*Short task:* Can you quote the lines below exactly, starting at the line with "indicate the ford logo sign with a point" and going through the last one?

— BEGIN Given data —

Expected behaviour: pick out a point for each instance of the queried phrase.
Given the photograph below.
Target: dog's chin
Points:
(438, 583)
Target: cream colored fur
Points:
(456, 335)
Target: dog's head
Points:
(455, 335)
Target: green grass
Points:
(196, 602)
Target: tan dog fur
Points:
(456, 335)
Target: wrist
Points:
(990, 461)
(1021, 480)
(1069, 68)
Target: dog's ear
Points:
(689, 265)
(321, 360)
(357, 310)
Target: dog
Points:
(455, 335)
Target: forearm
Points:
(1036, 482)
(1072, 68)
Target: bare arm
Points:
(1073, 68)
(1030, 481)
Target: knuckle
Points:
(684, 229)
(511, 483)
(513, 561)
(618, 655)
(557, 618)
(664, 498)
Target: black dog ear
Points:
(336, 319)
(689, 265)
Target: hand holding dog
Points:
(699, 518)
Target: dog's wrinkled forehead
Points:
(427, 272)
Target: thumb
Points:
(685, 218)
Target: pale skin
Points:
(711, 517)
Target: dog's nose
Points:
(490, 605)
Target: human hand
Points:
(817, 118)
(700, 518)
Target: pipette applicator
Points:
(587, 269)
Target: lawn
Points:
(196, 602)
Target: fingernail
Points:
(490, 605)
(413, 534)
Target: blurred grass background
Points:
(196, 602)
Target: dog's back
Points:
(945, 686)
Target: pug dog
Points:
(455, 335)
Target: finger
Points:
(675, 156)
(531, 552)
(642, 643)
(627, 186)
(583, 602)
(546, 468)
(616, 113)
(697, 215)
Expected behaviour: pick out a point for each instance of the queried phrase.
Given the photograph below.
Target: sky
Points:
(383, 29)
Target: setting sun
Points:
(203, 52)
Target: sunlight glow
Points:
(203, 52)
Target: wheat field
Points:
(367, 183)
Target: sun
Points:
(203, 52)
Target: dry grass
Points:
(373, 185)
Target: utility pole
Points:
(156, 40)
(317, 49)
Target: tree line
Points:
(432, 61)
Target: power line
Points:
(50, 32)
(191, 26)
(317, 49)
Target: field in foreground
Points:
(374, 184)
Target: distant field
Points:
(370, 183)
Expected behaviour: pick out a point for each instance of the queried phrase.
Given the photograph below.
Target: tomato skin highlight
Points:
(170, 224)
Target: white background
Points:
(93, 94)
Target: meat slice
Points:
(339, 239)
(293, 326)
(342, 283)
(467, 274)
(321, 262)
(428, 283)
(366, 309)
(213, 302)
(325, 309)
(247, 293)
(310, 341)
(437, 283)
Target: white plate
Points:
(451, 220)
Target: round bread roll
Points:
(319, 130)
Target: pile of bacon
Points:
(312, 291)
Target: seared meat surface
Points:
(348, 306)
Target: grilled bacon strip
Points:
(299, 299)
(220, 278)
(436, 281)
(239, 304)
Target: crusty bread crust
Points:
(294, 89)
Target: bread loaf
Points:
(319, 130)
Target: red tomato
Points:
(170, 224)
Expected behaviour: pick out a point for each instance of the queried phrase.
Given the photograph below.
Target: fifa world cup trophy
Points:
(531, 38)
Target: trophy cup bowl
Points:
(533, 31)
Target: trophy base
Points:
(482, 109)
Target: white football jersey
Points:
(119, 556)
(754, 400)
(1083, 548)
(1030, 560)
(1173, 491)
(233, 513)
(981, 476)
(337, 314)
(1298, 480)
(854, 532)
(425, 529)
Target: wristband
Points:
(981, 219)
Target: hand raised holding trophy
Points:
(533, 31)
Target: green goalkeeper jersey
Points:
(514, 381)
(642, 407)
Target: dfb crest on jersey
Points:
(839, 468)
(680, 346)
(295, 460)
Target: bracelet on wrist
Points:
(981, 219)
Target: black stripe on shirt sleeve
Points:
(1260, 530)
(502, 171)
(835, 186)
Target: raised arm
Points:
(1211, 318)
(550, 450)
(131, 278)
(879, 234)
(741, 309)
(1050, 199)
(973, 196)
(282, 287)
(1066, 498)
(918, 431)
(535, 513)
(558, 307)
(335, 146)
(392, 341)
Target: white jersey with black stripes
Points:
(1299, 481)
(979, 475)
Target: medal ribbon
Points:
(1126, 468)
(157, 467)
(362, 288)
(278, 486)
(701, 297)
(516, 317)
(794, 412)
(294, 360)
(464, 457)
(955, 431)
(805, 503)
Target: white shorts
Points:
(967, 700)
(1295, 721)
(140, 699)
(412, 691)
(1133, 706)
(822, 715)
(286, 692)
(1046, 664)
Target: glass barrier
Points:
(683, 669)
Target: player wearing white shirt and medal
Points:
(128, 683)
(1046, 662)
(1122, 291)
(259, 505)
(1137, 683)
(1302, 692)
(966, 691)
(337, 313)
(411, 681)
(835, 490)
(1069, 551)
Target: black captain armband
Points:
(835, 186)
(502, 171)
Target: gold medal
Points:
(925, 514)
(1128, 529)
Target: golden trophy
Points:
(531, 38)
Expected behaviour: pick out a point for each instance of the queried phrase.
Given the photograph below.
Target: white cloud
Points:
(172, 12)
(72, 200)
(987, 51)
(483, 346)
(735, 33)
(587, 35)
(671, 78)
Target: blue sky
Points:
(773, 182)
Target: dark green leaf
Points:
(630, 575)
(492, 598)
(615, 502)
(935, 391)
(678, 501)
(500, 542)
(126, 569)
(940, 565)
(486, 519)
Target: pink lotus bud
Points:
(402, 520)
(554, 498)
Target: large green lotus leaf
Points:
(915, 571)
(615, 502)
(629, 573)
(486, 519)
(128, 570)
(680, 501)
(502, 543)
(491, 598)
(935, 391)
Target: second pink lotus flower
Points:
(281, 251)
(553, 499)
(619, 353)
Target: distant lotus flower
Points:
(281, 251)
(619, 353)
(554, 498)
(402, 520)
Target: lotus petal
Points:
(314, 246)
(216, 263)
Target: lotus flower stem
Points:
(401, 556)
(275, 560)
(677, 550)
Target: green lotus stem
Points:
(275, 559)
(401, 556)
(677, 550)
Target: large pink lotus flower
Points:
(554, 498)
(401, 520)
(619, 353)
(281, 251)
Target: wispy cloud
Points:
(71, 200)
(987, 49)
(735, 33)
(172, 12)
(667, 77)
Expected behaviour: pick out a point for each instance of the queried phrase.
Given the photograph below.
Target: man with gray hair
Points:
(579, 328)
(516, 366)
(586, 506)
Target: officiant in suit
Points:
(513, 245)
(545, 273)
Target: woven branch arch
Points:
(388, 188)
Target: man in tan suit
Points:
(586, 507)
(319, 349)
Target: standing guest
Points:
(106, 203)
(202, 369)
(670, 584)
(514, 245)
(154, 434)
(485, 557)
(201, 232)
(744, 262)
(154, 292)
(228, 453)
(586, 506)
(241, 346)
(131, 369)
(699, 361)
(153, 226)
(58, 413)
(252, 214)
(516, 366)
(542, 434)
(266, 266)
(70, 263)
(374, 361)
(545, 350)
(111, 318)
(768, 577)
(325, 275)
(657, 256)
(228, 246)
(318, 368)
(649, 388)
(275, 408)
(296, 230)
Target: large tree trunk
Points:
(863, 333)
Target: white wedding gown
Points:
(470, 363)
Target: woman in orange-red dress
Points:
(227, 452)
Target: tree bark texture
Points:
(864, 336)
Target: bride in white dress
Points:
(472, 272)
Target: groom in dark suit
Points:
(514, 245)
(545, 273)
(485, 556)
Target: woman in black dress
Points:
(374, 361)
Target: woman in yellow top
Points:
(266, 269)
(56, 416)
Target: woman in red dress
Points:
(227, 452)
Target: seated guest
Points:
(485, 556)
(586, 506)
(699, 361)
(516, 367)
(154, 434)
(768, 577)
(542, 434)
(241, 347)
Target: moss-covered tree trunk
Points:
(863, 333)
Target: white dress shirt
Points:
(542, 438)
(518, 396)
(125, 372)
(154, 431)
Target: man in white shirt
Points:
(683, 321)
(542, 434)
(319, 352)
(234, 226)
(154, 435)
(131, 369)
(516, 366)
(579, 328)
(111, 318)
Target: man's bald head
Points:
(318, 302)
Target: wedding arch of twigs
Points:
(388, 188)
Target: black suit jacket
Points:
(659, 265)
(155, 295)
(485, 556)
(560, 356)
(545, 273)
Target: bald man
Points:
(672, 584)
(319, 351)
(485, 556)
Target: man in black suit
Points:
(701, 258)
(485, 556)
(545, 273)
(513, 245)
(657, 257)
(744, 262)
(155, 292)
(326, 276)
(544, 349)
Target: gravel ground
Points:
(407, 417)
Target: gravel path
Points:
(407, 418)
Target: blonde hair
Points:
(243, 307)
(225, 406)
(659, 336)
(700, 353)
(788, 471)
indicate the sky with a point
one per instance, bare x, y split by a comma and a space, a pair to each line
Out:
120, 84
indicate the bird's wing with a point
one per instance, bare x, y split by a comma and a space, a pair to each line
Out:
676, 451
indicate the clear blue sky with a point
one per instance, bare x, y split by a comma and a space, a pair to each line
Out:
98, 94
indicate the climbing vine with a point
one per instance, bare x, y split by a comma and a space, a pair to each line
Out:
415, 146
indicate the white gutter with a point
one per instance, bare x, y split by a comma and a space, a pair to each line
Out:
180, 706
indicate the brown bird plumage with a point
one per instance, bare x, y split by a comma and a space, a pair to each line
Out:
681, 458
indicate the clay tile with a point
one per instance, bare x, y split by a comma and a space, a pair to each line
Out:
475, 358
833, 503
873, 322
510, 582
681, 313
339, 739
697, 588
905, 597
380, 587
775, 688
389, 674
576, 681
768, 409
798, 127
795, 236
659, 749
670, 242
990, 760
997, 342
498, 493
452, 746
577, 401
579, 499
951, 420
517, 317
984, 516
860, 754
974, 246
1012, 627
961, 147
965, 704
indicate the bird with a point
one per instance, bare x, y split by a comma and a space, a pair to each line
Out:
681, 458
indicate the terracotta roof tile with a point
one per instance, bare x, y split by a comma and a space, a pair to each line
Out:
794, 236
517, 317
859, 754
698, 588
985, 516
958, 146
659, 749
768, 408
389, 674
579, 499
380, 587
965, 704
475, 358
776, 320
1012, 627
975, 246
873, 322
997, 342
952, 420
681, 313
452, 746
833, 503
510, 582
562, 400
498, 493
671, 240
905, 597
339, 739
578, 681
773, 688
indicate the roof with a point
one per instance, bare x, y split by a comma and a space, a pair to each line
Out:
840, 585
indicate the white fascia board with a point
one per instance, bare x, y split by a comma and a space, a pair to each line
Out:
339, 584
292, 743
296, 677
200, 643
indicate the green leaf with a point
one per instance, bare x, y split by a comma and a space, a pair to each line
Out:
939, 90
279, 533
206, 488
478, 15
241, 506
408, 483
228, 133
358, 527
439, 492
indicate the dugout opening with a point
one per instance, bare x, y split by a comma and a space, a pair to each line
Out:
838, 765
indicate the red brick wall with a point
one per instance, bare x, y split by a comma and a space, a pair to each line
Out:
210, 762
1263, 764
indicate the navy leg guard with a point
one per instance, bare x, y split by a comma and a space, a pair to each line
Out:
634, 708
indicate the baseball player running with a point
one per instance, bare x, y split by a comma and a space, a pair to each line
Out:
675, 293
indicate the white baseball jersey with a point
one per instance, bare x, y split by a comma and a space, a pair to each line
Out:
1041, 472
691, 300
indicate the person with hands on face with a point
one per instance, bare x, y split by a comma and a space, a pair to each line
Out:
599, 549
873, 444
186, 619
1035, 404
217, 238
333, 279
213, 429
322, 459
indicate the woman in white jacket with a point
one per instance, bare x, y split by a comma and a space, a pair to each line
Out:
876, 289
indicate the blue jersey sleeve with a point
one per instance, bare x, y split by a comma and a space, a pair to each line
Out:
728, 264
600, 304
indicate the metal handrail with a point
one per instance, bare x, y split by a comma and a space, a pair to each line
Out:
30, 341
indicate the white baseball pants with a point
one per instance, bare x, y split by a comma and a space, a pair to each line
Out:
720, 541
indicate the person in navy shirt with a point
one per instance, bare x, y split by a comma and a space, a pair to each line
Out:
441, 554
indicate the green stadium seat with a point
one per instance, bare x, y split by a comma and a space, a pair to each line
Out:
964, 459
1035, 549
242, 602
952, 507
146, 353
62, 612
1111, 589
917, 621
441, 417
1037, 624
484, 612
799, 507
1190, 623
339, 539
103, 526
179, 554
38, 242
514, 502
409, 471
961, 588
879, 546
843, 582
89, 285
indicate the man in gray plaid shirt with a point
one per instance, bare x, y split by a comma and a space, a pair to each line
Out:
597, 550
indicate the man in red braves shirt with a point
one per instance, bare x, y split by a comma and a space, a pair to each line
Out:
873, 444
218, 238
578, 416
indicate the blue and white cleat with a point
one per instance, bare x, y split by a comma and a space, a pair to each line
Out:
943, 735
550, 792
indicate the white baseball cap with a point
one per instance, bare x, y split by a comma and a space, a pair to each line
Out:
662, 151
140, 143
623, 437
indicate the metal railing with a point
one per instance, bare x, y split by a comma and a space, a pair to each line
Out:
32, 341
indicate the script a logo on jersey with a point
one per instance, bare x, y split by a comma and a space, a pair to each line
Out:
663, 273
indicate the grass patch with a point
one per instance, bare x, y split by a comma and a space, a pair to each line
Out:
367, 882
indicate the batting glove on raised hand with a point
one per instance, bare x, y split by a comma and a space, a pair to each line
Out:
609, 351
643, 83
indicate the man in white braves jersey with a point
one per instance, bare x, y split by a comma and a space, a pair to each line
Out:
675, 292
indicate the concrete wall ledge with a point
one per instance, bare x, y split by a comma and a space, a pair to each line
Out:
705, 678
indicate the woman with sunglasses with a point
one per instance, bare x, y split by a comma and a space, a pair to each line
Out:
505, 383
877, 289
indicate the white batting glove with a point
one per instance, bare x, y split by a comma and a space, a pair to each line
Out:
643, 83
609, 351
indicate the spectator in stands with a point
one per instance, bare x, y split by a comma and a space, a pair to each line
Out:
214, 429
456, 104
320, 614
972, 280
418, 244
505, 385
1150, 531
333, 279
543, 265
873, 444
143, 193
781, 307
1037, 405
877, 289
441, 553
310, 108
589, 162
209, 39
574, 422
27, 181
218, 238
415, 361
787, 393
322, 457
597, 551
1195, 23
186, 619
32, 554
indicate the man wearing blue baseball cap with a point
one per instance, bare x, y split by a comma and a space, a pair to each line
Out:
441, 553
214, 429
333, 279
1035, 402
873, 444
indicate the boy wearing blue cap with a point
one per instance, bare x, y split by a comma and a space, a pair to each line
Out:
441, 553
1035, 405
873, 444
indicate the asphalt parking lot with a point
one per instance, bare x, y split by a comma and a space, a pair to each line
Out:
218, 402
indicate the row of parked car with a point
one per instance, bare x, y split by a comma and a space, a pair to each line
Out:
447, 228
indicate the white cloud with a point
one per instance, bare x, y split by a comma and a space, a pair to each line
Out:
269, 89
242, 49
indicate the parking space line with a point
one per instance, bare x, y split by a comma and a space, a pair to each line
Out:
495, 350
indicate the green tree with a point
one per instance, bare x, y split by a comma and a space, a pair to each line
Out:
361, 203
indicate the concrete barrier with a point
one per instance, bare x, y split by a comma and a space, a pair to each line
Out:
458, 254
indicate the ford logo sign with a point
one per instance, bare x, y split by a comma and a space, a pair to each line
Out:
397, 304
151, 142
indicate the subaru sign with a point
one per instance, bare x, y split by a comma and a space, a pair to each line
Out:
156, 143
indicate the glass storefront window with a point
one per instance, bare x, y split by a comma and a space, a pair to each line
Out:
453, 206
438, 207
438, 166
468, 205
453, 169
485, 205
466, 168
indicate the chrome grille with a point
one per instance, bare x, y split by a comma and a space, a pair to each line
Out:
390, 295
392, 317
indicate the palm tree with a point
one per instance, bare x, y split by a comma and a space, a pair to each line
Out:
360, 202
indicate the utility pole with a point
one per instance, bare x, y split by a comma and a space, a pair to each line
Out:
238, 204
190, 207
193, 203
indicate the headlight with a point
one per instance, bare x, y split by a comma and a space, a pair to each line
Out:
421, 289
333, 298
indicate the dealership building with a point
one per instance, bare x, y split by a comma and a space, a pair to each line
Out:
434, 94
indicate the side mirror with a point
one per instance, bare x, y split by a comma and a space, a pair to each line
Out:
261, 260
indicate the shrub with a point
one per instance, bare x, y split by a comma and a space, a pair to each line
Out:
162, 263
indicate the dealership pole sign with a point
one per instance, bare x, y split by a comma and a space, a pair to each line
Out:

— END Given data —

*Output of the task:*
indicate the ford logo sign with a point
one per instance, bare x, y split by a comma and a space, a pair to each line
Out:
397, 304
151, 142
indicate the subaru sign with a point
one per instance, bare x, y split by a comma and a space, a pair to each line
Out:
156, 143
indicate the glass storefront window with a point
one per instance, bare x, y split by a comma and a space, a pair to each line
Out:
453, 206
438, 207
438, 166
468, 205
453, 169
485, 205
466, 168
indicate the chrome grille with a point
one per instance, bare x, y split by a comma and a space, a pair to each line
Out:
390, 295
392, 317
indicate the palm tree with a point
one per instance, bare x, y split by a comma and a space, a pair to each line
Out:
360, 202
indicate the utility pole with a point
one per instance, bare x, y split by a comma and a space, a pair to each line
Out:
238, 204
190, 207
193, 203
indicate the headlight with a point
one per instance, bare x, y split by a comma and a space, a pair to each line
Out:
421, 289
333, 298
indicate the dealership building with a point
one per instance, bare x, y split by a comma and a space, a pair to each line
Out:
434, 94
indicate the side mirror with a point
one per instance, bare x, y split by a comma and a space, a pair to each line
Out:
261, 260
indicate the shrub with a point
one per instance, bare x, y split by a comma and a space, a pair to each line
Out:
162, 263
indicate the dealership pole sign with a point
one per instance, bare x, y split by a comma and a space, a pair to each line
Out:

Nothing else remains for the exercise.